▶ [EXTRACT]:
*****
GF: You should be set for a second NCAA Prelims meet, I'm sure moving on from there to Iowa is the next step.
RF: That is definitely my goal, last year I got close, but I was kind of dealing with some injuries. I gave my best shot at the regional meet and 16-7 was just not enough, it was a good jump. I feel like this year I have been consistently around the 17, 17-3 mark. If I can just go and do that in the heat of the moment I think that will get me through. That is kind of a high pressure meet where everyone wants it too much and kind of break down to their old habits, I just want to stay in my jump. Me and J.J. have been working real hard and trying to compete against each other. So in high pressure situations we will just look at each other to make it feel like a practice environment. I think if we can keep rolling off of each other then we will have a really good shot.
GH: Working close with J.J., how would you say he's handled the adjustment to college?
RF: He has been good. I trained with J.J. in Eugene when I was at Lane Community College and had kind of the same coach as he did and really got to know him as an athlete and a person really before he came up here. He has adapted real well, I am excited that he is here but then kind of bummed that I will have to go back to Eugene when he is up here for the next 3-4 years. I think he is just going to be that kind of role model, he is already revered here as an athlete, I really think everyone looks up to him, I even look up to him. I think he has a lot to learn and a lot to share. Just a good teammate.
GH: Coming out of high school, what led you to the community college route?
RF: I jumped 14-9 and I was a consistent 14 footer, so when I did jump that 14'9" no one really saw it coming and I had zero offers. I was just kind of looking for something to do. My cousin and I were talking and I was just going to go out in the woods and fell trees, be a logger like we talked about growing up. But, I get this call from Dan West at Lane Community College, he is a great coach, coached the `92 Barcelona Olympics, coached my cousin Cody who was at the university of Oregon which inspired me to go. But when I got that call from him I just couldn't turn it down, it wasn't an offer for any money or anything, just to be able to go there and train, I was honored, I decided to take advantage of it and just the way Dan coaches inspires a lot of athletes. He just inspired me to keep going and always had a lot of faith in me. I wouldn't be here without him; I have to give a lot of credit to him. I was actually there for three years, I ended up redshirting. I jumped 14-9 my senior year of high school and my freshman year of college I ended up jumping 16-feet even. I was getting on bigger poles now. My third year there I ended up jumping 16-8, just made a couple breakthrough just working on the run and technique. After I jumped 16-8 I was just kind of contemplating what schools to go to and we already had Oregon out of the question, just because it would not have been a great fit. The transition from Lane to Washington just looked right. Dan was guiding me and letting me know that he had a lot of faith in Pat, that made me have a lot of faith in him. It looked like a great program to go to.
*****
▶ [DATA SECTION]:

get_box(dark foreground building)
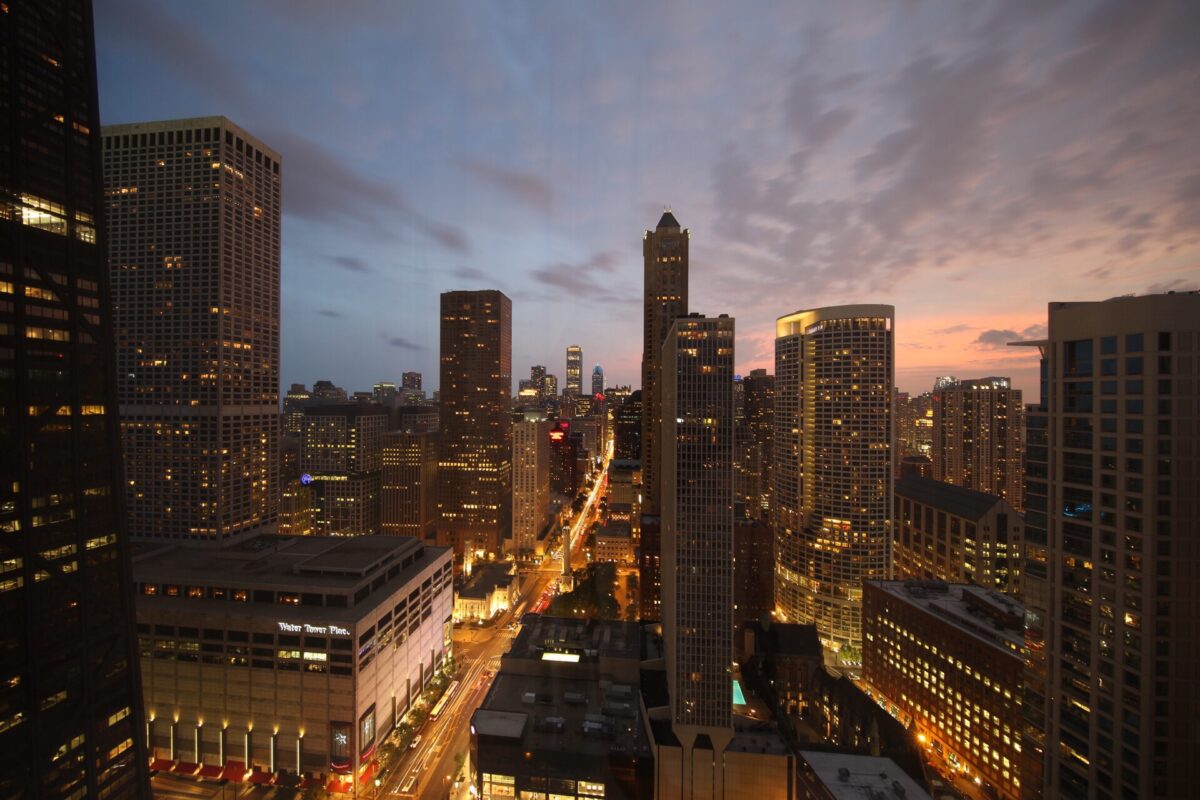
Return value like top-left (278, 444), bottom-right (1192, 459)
top-left (0, 0), bottom-right (149, 799)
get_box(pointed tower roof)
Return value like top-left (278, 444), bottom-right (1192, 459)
top-left (658, 209), bottom-right (679, 230)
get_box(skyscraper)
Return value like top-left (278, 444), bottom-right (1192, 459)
top-left (438, 289), bottom-right (512, 554)
top-left (934, 378), bottom-right (1025, 511)
top-left (0, 0), bottom-right (149, 799)
top-left (563, 344), bottom-right (583, 396)
top-left (1024, 291), bottom-right (1200, 798)
top-left (772, 306), bottom-right (895, 654)
top-left (512, 420), bottom-right (553, 559)
top-left (379, 431), bottom-right (438, 543)
top-left (638, 210), bottom-right (691, 619)
top-left (103, 116), bottom-right (281, 545)
top-left (659, 314), bottom-right (733, 798)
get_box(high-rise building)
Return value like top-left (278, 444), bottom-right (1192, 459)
top-left (563, 344), bottom-right (583, 396)
top-left (512, 420), bottom-right (552, 559)
top-left (734, 369), bottom-right (775, 522)
top-left (300, 403), bottom-right (388, 536)
top-left (638, 210), bottom-right (691, 620)
top-left (863, 581), bottom-right (1022, 800)
top-left (932, 378), bottom-right (1025, 511)
top-left (772, 306), bottom-right (895, 655)
top-left (1024, 291), bottom-right (1200, 798)
top-left (659, 314), bottom-right (733, 777)
top-left (0, 0), bottom-right (148, 799)
top-left (379, 431), bottom-right (438, 543)
top-left (529, 365), bottom-right (546, 399)
top-left (438, 289), bottom-right (512, 554)
top-left (612, 390), bottom-right (642, 461)
top-left (103, 116), bottom-right (282, 545)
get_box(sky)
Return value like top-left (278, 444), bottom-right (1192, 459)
top-left (95, 0), bottom-right (1200, 401)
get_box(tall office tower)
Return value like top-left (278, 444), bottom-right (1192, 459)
top-left (1026, 291), bottom-right (1200, 798)
top-left (0, 0), bottom-right (149, 799)
top-left (638, 210), bottom-right (691, 620)
top-left (563, 344), bottom-right (583, 396)
top-left (734, 369), bottom-right (775, 522)
top-left (659, 314), bottom-right (733, 798)
top-left (529, 365), bottom-right (546, 399)
top-left (300, 403), bottom-right (388, 536)
top-left (438, 289), bottom-right (512, 554)
top-left (103, 116), bottom-right (281, 545)
top-left (612, 389), bottom-right (642, 461)
top-left (934, 378), bottom-right (1025, 511)
top-left (512, 420), bottom-right (553, 559)
top-left (772, 306), bottom-right (895, 652)
top-left (379, 431), bottom-right (438, 543)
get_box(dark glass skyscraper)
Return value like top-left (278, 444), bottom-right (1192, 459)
top-left (0, 0), bottom-right (149, 798)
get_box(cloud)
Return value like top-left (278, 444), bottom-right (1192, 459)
top-left (382, 333), bottom-right (425, 350)
top-left (460, 160), bottom-right (554, 213)
top-left (330, 255), bottom-right (372, 272)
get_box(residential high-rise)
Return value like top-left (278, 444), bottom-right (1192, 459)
top-left (659, 314), bottom-right (733, 798)
top-left (1022, 291), bottom-right (1200, 798)
top-left (379, 431), bottom-right (438, 543)
top-left (772, 306), bottom-right (895, 656)
top-left (563, 344), bottom-right (583, 396)
top-left (300, 403), bottom-right (388, 536)
top-left (932, 378), bottom-right (1025, 511)
top-left (638, 210), bottom-right (691, 620)
top-left (734, 369), bottom-right (775, 522)
top-left (103, 116), bottom-right (282, 545)
top-left (0, 0), bottom-right (148, 799)
top-left (512, 420), bottom-right (553, 559)
top-left (438, 289), bottom-right (512, 554)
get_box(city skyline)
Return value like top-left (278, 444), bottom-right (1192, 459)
top-left (88, 0), bottom-right (1200, 401)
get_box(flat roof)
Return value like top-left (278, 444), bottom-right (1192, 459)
top-left (800, 750), bottom-right (929, 800)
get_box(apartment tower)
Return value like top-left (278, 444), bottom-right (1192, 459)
top-left (659, 314), bottom-right (733, 798)
top-left (438, 289), bottom-right (512, 554)
top-left (103, 116), bottom-right (281, 545)
top-left (934, 378), bottom-right (1025, 511)
top-left (638, 210), bottom-right (691, 620)
top-left (0, 0), bottom-right (150, 799)
top-left (772, 306), bottom-right (895, 654)
top-left (1022, 291), bottom-right (1200, 799)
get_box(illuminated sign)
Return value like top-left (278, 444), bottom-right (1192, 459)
top-left (278, 622), bottom-right (350, 636)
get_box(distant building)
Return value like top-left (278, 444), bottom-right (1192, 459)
top-left (133, 536), bottom-right (452, 781)
top-left (892, 477), bottom-right (1025, 595)
top-left (932, 378), bottom-right (1025, 511)
top-left (379, 431), bottom-right (438, 543)
top-left (300, 404), bottom-right (388, 536)
top-left (469, 614), bottom-right (654, 800)
top-left (563, 344), bottom-right (583, 395)
top-left (511, 421), bottom-right (553, 559)
top-left (454, 563), bottom-right (520, 622)
top-left (772, 305), bottom-right (895, 656)
top-left (863, 581), bottom-right (1025, 800)
top-left (438, 289), bottom-right (512, 555)
top-left (733, 517), bottom-right (775, 625)
top-left (797, 750), bottom-right (930, 800)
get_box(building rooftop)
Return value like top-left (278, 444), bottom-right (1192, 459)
top-left (870, 581), bottom-right (1025, 656)
top-left (895, 475), bottom-right (1004, 519)
top-left (800, 750), bottom-right (929, 800)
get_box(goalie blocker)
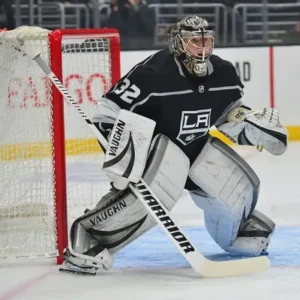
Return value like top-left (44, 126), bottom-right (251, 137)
top-left (60, 135), bottom-right (190, 274)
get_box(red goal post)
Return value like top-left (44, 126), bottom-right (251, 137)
top-left (0, 27), bottom-right (120, 263)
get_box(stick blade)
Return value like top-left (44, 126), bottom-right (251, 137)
top-left (198, 256), bottom-right (271, 278)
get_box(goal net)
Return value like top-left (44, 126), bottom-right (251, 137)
top-left (0, 27), bottom-right (120, 263)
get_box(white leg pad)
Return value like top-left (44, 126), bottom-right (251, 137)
top-left (189, 138), bottom-right (276, 255)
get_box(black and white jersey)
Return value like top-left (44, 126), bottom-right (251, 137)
top-left (95, 49), bottom-right (243, 163)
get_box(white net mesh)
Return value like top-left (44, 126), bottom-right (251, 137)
top-left (0, 27), bottom-right (115, 259)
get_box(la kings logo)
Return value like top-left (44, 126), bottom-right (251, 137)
top-left (176, 109), bottom-right (211, 146)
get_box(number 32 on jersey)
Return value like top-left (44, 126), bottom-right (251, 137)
top-left (114, 78), bottom-right (141, 104)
*****
▶ [GOALS]:
**1)** In the pole vault interview, rewrite the passage between "GH: Working close" and "a good teammate.", inclusive, with "role model" replaced by "mentor".
**2)** According to the pole vault interview, which coach called from Lane Community College after high school?
**3)** Continue the pole vault interview from the point where it stops.

▶ [ANSWERS TO THE TASKS]:
**1)**
GH: Working close with J.J., how would you say he's handled the adjustment to college?
RF: He has been good. I trained with J.J. in Eugene when I was at Lane Community College and had kind of the same coach as he did and really got to know him as an athlete and a person really before he came up here. He has adapted real well, I am excited that he is here but then kind of bummed that I will have to go back to Eugene when he is up here for the next 3-4 years. I think he is just going to be that kind of mentor, he is already revered here as an athlete, I really think everyone looks up to him, I even look up to him. I think he has a lot to learn and a lot to share. Just a good teammate.

**2)** Dan West

**3)**
GH: Obviously there's a lot of enthusiasm for the vault here with all the post-collegiates mixing with the current crew.
RF: It is very fun. With the amount of energy that Pat brings to it just really gets us going, he kind of just looks at you and sets out a program. It is not only Pat, but there is a lot of credit due to all of the athletes involved. I have learned just as much from the athletes here as I have from Pat. Pat is just the mentor that guides us all. I feel like that is forgotten a lot, this awesome training group that I am in has really allowed me to thrive.
GH: What types of technical changes have you made with Pat?
RF: Pat's main specialization is the run and the take off. So right when he saw me, he said we have a lot to work on with the run. And even from the first time he saw me, my step moved back five feet, which is a big deal. We have always been working on my run. I was hesitant at first, because I thought it was all about the air, but once I realized that it was the beginning to get takeoff into the air, I was a believer. Without Pat and him building my run mechanics, teaching me how to run, then I wouldn't be where I am today, I wouldn't have a chance to go on at the next level, I would just be around the mid 16s just kind of wondering what's up. Pat really matured me and showed me where the key was, that 90% of the vault is the run and the takeoff, and once you have transferred that energy that is what allows the vault to work. Kind of a mindset change, new goals and everything, it is for the good.
GH: What have you majored in at UW?
RF: Anthropology right now. I have taken a lot of anthropology at Lane CC but I was also doing a lot of manufacturing technology, it was just like in the manufacturing world and then I came up here and needed something that would help me with people skills, talking to people. I can do the mechanical part, but Anthropology was really interesting to me. I was always told to do something you are interested in and I do not know how much it will help me later in getting a job, but it has really helped me so much already, can't wait to see where it will take me in the world.
GH: Is there an ideal job in your mind after college?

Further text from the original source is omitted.